- **ASSIGNED TASK**
Each line of the records below that contains "tomato" needs to be copied.

- **ENTRIES SHOWN**
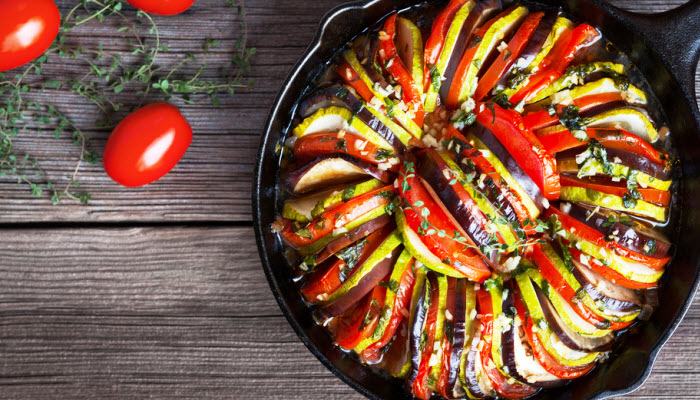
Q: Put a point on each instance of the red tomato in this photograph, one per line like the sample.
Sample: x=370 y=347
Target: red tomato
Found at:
x=27 y=29
x=162 y=7
x=147 y=144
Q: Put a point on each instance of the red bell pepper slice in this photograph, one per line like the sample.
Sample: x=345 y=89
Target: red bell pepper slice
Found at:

- **RESPONSE FOR THIS EXERCISE**
Q: Put a point on each instance of the red tomato in this photograph, one per line like the sample.
Target: red tomato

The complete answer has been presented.